-- Opening Marker --

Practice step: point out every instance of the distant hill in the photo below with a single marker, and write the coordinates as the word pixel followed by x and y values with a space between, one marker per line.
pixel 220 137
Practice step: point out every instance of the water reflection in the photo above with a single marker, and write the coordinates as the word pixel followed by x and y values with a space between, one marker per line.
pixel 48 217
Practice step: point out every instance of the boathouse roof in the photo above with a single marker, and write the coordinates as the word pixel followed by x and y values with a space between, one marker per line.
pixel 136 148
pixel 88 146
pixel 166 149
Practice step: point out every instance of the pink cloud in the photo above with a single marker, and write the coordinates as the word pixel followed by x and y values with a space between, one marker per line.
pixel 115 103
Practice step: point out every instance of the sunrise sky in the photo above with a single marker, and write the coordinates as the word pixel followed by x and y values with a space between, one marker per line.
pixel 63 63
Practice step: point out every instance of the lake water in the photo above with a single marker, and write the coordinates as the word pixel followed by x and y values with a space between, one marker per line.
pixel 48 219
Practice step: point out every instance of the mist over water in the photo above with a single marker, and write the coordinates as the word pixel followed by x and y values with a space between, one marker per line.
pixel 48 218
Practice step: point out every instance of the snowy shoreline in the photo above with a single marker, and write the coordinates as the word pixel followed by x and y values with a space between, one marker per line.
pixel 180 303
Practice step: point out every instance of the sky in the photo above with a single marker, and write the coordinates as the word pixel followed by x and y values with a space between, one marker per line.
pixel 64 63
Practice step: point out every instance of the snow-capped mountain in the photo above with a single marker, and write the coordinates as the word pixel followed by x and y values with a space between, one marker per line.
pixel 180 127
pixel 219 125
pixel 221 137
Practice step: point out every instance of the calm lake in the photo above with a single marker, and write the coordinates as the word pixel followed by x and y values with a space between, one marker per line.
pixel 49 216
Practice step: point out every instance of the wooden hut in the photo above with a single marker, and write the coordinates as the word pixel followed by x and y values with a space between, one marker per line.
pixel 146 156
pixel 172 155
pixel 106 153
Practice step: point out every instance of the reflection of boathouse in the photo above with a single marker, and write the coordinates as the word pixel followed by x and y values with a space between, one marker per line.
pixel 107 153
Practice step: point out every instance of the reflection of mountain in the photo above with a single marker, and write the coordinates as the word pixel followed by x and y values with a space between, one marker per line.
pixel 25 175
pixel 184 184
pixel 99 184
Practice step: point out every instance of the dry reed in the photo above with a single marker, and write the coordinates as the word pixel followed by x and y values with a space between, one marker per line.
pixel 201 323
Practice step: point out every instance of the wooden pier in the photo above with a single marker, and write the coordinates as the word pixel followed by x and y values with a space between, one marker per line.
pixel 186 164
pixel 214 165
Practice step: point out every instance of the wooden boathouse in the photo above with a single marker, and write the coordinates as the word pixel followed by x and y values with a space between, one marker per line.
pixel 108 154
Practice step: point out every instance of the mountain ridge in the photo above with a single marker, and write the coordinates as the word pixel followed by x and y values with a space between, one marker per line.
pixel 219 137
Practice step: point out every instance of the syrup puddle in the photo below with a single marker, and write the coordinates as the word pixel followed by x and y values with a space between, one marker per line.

-- Closing Marker --

• [TASK TO CARRY OUT] Whatever the entries say, repeat all of them exactly.

• [TASK OUTPUT]
Practice step: point out every instance of the distant hill in the photo below with a single marker, and write the coordinates as the word pixel followed by x and y values with a space between, one marker per line.
pixel 220 137
Practice step: point out every instance of the water reflection in the photo above with a single marker, and write the coordinates as the word pixel followed by x and y values with a space between, one marker per line.
pixel 48 217
Practice step: point out every instance of the boathouse roof in the photo above with a single marker, and write the coordinates as the word pixel followed by x and y values with a space between, one marker per line.
pixel 136 148
pixel 88 146
pixel 166 149
Practice step: point out every instance of the pink cloud in the photo above with a single marker, and write the coordinates as the word pixel followed by x and y values with a space between, one marker per line.
pixel 115 103
Practice step: point out every instance of the sunrise sky in the photo above with a single marker, and write the coordinates as the word pixel followed by x and y values with a space between, one marker per line.
pixel 63 63
Practice step: point out every instance of the lake water in the photo above with a single marker, and write the coordinates as the word pixel followed by x and y values with a space between, one marker per line.
pixel 48 219
Practice step: point out every instance of the mist over water in the photo above with a single marker, and write the coordinates as the word pixel followed by x and y values with a space between, one marker per line.
pixel 48 218
Practice step: point out every instance of the snowy shoreline in the photo above with a single marker, and write the coordinates as the word pixel followed by x and y values with a space between, one marker per line.
pixel 180 303
Practice step: point out every instance of the sky in the photo above with a single marker, and write the coordinates as the word pixel followed by x and y values with a space between, one marker per line.
pixel 64 63
Practice step: point out every instance of the snow-capped mountain in the photo above with a single marker, and write the coordinates as the word pixel followed by x and y values with a space between, one marker per line.
pixel 180 127
pixel 219 125
pixel 221 137
Practice step: point out every instance of the calm lake in the photo above with a single marker, and write the coordinates as the word pixel followed by x and y values with a space between, one marker per line.
pixel 49 216
Practice step: point out every instance of the wooden hut in the photo above with a single marker, and write the coordinates as the word pixel followed by x and y values with a space between, one marker per line.
pixel 146 156
pixel 172 155
pixel 106 153
Practice step: point out every instance of the reflection of boathouse in the photo above with a single marker, and write the coordinates as the word pixel followed by x and y values with a space between, one marker per line.
pixel 107 153
Practice step: point out every instance of the reflection of mountain in the photo above with a single marker, and write the coordinates as the word pixel followed by x and y values with a space between, one marker per line.
pixel 25 175
pixel 184 184
pixel 99 184
Practice step: point out every instance of the dry reed in the photo above with a single marker, and write the coordinates as the word pixel followed by x and y values with a space between, one marker per line.
pixel 201 323
Practice step: point out every instance of the wooden pier in the photo above with a single marker, and write the coordinates as the word pixel followed by x and y values with a space between, one marker per line.
pixel 186 164
pixel 214 165
Practice step: point out every instance of the wooden boathouse in the photo above with a single marker, and write the coordinates as the word pixel followed by x and y values with a space between, one marker per line.
pixel 108 154
Practice step: point out every instance of the mountain ridge in the photo above with a single marker, and write the coordinates as the word pixel followed by x and y values with a space between, one marker per line.
pixel 219 137
Practice step: point out every instance of the syrup puddle in the photo below with a single marker, and write the coordinates as the word pixel followed by x and y values with a space between, one marker per line.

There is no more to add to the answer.